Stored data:
§ §

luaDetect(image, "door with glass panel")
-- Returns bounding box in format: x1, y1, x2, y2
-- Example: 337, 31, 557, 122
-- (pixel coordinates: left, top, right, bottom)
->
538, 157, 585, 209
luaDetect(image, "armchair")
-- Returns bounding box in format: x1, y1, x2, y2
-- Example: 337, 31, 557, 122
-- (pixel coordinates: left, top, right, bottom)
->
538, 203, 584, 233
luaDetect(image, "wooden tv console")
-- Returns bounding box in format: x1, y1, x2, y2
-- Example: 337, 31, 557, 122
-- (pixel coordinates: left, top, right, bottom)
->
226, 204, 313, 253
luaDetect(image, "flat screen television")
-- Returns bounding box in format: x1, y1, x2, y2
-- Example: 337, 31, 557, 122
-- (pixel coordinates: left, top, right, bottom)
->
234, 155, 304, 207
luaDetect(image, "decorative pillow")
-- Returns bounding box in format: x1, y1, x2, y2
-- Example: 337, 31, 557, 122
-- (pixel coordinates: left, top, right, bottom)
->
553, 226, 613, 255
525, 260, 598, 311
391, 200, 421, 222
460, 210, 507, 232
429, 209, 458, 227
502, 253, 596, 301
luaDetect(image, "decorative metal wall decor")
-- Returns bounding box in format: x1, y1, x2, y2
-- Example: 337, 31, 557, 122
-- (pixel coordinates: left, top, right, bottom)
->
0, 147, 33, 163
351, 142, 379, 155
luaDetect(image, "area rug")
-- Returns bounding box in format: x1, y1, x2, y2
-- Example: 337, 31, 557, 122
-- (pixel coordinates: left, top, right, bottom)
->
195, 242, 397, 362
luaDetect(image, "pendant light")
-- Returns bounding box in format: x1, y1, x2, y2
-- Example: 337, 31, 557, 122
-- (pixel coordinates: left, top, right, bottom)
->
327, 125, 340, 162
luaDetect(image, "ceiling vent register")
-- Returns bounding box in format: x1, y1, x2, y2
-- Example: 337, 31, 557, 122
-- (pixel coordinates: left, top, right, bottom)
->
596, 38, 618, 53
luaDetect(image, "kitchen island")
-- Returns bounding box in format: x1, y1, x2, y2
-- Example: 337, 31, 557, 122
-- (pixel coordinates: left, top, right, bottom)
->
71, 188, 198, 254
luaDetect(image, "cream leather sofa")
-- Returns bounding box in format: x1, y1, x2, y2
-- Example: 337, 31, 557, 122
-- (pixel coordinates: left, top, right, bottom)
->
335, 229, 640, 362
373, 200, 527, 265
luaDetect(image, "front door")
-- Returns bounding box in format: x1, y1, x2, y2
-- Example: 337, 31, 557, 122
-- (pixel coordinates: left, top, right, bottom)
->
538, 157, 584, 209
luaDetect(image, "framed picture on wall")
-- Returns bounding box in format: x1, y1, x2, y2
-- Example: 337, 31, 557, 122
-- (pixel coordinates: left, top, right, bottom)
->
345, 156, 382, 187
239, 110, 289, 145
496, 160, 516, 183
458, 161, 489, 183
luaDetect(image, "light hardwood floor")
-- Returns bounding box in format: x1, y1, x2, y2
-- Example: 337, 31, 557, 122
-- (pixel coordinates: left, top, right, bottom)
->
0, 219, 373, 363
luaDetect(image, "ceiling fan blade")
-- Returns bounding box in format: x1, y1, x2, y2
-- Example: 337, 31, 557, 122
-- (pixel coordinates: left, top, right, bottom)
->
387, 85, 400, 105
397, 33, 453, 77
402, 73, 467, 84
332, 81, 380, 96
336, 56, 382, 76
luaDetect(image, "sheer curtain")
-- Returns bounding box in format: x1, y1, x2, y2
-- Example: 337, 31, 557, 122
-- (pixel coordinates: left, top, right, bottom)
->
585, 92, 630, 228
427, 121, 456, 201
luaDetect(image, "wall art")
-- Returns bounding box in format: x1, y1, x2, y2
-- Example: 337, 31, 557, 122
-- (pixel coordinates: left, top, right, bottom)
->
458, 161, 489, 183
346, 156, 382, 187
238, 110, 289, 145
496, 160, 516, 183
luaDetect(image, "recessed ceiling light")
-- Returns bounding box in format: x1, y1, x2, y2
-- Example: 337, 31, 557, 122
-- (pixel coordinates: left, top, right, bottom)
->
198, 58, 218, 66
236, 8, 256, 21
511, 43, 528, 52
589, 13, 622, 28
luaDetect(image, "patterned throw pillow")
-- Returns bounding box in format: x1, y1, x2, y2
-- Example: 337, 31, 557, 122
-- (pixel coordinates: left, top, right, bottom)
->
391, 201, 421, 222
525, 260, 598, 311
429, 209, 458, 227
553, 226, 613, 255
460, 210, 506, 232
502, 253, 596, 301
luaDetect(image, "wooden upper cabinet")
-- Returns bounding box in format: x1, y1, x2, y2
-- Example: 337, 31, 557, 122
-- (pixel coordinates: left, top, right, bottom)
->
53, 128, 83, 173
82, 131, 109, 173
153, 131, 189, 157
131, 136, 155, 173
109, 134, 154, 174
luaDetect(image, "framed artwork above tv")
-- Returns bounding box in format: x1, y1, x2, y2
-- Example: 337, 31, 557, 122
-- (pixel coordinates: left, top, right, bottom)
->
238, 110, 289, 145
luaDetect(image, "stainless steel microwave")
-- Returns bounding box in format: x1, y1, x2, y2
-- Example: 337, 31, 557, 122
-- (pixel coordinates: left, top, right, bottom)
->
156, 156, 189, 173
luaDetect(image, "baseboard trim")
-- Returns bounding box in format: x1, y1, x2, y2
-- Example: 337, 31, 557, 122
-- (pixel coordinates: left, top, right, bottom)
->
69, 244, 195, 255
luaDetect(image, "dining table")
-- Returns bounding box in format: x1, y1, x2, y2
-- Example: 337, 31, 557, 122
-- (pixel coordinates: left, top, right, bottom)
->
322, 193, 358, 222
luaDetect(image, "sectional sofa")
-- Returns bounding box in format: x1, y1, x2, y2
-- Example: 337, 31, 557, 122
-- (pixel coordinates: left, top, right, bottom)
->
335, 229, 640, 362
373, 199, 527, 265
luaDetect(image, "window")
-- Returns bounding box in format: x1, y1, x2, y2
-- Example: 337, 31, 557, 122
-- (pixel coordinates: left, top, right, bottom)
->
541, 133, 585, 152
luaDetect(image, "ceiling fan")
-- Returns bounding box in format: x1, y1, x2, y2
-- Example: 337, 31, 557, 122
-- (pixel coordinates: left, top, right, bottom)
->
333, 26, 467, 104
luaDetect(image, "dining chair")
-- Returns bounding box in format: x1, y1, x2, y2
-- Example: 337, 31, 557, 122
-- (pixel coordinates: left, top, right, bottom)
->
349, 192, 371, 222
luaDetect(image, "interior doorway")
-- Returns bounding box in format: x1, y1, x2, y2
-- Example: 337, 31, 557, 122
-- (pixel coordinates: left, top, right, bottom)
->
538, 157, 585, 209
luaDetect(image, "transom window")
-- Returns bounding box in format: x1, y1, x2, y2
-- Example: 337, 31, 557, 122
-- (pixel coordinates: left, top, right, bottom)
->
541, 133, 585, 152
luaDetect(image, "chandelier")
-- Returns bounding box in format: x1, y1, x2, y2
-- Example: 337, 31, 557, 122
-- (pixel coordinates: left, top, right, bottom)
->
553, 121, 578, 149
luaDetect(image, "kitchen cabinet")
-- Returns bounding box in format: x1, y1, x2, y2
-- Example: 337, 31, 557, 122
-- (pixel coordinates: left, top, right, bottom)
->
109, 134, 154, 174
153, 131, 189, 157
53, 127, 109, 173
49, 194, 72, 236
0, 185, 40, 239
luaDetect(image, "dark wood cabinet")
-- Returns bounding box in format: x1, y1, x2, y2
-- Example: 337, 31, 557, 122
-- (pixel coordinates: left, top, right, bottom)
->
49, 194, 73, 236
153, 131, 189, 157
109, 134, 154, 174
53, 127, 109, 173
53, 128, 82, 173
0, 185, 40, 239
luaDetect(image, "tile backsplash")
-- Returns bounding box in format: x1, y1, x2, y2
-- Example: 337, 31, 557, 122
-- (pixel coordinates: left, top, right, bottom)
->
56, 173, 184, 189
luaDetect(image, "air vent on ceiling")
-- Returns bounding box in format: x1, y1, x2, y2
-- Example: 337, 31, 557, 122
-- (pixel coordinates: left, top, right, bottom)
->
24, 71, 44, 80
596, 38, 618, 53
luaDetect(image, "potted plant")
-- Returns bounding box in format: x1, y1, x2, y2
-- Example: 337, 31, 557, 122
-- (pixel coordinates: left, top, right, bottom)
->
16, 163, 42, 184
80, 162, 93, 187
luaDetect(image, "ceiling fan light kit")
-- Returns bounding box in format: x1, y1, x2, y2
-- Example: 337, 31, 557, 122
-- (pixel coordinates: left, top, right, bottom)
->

§ §

# [SET PROBLEM]
Filter the listing above down to the lines that contain the word "cabinet", and copy each of those lines.

# [RESULT OF THIS TASK]
luaDetect(image, "wooden upper cabinet")
luaDetect(image, "kitchen cabinet")
luaDetect(image, "dark wood cabinet")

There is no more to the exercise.